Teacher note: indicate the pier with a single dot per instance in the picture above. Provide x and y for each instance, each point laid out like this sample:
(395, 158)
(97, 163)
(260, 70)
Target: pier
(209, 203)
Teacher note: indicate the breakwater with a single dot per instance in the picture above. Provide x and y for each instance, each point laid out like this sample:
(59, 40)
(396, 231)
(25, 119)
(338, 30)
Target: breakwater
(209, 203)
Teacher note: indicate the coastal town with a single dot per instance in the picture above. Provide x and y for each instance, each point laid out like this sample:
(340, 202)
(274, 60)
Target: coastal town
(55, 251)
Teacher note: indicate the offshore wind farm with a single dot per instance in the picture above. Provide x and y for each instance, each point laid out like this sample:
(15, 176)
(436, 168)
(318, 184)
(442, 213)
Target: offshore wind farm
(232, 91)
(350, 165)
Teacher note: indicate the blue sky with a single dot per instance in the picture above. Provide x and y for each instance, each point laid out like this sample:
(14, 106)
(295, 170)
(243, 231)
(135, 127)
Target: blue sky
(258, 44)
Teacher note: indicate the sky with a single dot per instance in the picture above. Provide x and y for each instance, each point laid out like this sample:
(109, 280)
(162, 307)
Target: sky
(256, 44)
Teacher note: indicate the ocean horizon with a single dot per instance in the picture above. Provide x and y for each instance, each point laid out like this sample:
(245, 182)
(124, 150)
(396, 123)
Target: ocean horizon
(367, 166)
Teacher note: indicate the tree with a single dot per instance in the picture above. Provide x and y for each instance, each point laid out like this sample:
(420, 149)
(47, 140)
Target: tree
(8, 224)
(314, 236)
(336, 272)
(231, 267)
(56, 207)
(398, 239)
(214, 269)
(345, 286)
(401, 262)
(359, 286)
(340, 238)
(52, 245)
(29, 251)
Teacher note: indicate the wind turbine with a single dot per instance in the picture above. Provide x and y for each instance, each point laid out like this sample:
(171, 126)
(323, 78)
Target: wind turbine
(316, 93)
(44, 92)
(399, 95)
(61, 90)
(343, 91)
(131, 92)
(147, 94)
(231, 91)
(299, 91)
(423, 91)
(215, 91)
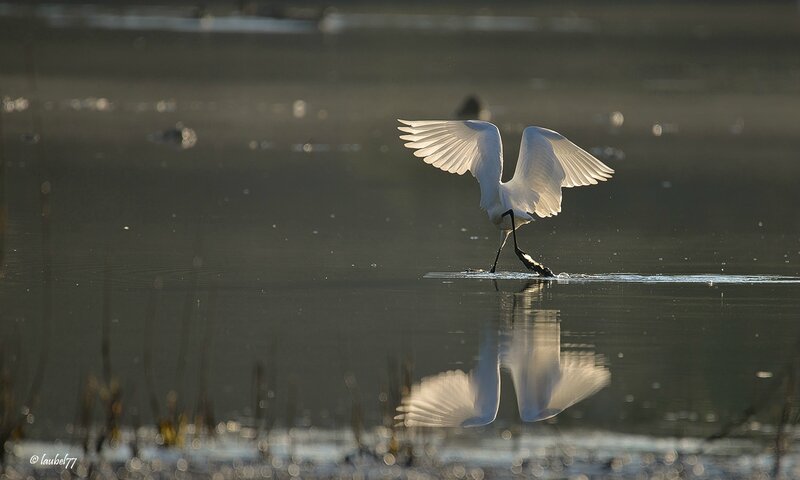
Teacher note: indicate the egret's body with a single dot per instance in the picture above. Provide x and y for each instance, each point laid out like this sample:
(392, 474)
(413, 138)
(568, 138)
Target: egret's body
(547, 162)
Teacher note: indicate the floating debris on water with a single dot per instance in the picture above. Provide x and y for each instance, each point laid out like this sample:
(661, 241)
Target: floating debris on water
(10, 105)
(659, 129)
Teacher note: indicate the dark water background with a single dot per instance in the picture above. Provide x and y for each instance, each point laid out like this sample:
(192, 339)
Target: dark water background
(315, 228)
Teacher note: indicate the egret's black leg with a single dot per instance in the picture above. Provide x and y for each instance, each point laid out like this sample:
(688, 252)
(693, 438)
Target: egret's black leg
(497, 257)
(526, 259)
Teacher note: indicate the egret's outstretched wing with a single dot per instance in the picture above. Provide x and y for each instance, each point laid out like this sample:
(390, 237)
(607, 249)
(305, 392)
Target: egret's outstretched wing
(548, 161)
(458, 147)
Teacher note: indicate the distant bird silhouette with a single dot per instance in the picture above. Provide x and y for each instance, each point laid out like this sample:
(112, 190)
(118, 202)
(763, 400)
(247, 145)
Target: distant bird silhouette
(472, 108)
(547, 162)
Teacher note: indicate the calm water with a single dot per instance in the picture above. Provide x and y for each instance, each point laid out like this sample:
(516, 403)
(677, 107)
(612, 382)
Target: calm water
(297, 231)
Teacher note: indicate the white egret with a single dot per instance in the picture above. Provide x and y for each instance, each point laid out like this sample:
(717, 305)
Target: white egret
(547, 162)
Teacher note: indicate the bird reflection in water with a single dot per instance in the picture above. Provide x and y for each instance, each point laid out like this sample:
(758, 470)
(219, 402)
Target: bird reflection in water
(547, 380)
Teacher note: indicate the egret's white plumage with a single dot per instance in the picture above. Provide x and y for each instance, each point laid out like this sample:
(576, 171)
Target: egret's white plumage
(547, 162)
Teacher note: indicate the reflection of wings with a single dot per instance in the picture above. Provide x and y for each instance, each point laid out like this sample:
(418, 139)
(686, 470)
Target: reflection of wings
(448, 399)
(580, 378)
(455, 398)
(547, 381)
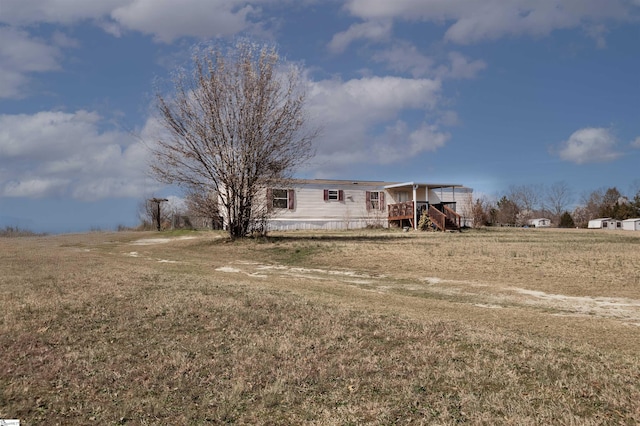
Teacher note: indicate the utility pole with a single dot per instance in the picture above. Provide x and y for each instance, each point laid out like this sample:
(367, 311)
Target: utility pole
(158, 201)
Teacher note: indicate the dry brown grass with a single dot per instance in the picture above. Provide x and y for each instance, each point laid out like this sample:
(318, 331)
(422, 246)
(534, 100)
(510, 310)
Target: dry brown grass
(362, 327)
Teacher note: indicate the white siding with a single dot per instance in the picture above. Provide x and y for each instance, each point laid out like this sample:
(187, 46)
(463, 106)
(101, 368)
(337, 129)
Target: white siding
(631, 224)
(311, 211)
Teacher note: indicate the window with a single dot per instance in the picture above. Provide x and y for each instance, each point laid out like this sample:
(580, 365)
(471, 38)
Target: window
(280, 198)
(333, 195)
(375, 200)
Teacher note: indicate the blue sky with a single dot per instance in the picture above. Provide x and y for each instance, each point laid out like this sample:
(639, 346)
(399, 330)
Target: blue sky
(489, 94)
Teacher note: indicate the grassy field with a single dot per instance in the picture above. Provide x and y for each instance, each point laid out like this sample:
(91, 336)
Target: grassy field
(498, 326)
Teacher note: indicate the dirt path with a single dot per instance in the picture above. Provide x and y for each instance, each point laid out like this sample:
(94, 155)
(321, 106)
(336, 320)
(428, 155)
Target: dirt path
(483, 295)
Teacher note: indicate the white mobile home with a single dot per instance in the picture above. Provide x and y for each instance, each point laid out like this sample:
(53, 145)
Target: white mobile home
(345, 204)
(605, 223)
(540, 222)
(631, 224)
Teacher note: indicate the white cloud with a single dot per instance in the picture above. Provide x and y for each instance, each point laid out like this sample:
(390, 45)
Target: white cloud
(168, 19)
(372, 30)
(589, 145)
(26, 12)
(471, 21)
(405, 57)
(67, 154)
(362, 125)
(20, 55)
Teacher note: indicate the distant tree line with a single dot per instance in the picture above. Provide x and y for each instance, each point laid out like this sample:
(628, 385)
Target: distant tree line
(519, 204)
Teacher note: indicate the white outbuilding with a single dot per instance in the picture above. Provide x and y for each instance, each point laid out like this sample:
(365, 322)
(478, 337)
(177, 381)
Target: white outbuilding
(605, 223)
(631, 224)
(540, 222)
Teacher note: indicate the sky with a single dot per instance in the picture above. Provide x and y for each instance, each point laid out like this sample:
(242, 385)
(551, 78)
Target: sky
(490, 94)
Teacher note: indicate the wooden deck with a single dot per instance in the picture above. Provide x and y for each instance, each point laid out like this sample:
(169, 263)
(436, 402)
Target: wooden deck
(442, 215)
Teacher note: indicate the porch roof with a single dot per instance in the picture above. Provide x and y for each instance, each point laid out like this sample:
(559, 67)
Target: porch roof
(421, 184)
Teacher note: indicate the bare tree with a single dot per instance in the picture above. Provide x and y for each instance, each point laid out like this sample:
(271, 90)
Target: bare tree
(236, 125)
(526, 197)
(557, 200)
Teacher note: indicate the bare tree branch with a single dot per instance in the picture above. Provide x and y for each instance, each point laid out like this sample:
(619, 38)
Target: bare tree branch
(236, 125)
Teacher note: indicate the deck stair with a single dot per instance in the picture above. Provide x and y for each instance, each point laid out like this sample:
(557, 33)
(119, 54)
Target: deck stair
(441, 215)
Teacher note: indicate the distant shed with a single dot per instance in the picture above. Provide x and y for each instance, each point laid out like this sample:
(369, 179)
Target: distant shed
(540, 222)
(631, 224)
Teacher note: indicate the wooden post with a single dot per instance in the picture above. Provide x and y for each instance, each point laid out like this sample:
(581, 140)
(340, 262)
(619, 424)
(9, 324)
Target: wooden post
(158, 201)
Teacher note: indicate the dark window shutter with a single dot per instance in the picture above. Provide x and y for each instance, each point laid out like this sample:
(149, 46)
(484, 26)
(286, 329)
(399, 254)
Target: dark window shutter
(269, 199)
(291, 199)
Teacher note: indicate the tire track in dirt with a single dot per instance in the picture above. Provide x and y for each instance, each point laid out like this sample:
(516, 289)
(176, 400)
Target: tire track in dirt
(483, 295)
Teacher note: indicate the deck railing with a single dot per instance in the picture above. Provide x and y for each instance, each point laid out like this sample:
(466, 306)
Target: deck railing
(439, 213)
(438, 218)
(400, 211)
(452, 215)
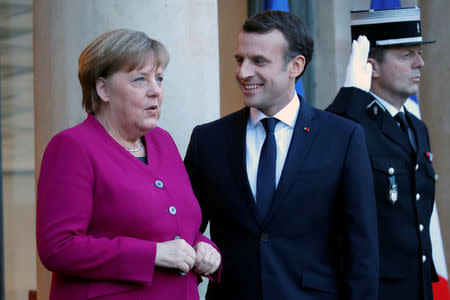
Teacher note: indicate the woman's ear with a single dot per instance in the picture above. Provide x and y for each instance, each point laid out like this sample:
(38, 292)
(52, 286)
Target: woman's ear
(102, 89)
(297, 64)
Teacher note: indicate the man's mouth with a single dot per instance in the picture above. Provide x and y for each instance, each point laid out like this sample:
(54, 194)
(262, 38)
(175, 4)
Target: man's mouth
(251, 86)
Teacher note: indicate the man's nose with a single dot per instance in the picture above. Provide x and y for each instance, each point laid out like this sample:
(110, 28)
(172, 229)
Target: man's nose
(245, 70)
(419, 63)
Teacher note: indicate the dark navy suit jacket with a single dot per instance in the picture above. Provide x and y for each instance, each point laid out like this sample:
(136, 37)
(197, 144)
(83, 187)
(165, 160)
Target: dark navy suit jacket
(406, 265)
(319, 240)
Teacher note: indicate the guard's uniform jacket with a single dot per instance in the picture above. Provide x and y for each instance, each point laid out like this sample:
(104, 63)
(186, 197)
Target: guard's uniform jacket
(404, 188)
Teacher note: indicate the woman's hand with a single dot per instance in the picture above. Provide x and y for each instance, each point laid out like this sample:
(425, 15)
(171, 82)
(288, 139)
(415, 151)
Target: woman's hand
(176, 254)
(208, 259)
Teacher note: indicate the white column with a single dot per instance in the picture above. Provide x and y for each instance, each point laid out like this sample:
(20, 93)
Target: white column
(62, 28)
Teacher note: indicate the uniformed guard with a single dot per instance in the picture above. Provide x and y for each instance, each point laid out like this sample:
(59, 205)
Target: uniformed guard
(377, 85)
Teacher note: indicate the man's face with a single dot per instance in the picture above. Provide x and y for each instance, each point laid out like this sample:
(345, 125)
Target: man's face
(398, 75)
(261, 73)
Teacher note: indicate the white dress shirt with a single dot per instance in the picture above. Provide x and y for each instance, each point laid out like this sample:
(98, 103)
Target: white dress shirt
(388, 106)
(256, 134)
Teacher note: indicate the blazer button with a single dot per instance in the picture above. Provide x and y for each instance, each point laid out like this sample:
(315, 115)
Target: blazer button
(391, 171)
(159, 184)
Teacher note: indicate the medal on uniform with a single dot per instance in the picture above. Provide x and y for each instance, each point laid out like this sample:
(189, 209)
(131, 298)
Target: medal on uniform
(393, 193)
(392, 190)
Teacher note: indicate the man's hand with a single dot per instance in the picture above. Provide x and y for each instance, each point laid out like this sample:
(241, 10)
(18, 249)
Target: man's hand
(176, 254)
(208, 259)
(359, 71)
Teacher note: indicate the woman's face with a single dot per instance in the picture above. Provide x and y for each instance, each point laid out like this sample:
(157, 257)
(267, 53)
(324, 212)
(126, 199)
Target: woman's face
(134, 98)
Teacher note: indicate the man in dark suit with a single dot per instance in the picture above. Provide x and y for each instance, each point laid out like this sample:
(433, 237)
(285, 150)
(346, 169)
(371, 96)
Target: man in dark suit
(398, 145)
(287, 188)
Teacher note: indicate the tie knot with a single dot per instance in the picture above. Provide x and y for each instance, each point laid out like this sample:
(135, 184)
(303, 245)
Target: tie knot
(401, 119)
(269, 124)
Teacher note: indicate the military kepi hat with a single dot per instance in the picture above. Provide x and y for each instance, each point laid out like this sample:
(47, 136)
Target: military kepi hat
(388, 27)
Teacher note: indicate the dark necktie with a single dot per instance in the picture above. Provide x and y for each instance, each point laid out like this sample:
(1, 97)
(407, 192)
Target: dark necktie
(401, 119)
(265, 181)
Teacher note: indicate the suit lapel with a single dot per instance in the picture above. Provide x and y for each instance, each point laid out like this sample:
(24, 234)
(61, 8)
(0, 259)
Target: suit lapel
(237, 160)
(390, 129)
(303, 136)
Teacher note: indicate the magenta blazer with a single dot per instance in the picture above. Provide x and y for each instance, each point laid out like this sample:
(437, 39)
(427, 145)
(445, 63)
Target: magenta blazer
(101, 211)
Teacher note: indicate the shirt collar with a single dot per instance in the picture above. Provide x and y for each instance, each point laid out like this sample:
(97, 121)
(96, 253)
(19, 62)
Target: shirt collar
(390, 108)
(287, 114)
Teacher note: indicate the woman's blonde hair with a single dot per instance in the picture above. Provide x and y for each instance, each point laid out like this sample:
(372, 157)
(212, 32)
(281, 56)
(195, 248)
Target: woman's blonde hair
(111, 52)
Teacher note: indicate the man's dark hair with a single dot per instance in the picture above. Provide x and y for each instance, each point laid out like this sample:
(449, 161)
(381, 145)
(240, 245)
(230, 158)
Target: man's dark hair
(293, 29)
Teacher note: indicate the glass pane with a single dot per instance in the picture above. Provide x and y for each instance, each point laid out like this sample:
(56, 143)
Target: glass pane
(16, 65)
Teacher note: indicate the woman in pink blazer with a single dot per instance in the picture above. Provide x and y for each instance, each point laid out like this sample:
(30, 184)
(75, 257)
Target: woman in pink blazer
(116, 215)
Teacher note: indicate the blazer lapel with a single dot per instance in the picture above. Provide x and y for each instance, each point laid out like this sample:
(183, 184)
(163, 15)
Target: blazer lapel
(303, 136)
(237, 160)
(390, 129)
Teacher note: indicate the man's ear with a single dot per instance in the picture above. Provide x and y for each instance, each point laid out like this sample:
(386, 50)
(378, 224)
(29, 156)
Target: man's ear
(102, 89)
(375, 67)
(297, 64)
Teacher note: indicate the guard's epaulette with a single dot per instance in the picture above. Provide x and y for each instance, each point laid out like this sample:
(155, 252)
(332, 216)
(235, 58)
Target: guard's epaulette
○ ○ ○ ○ ○
- [Task details]:
Nothing but a number is wanted: report how many lines in the entries above contain the string "epaulette".

- [Output below]:
2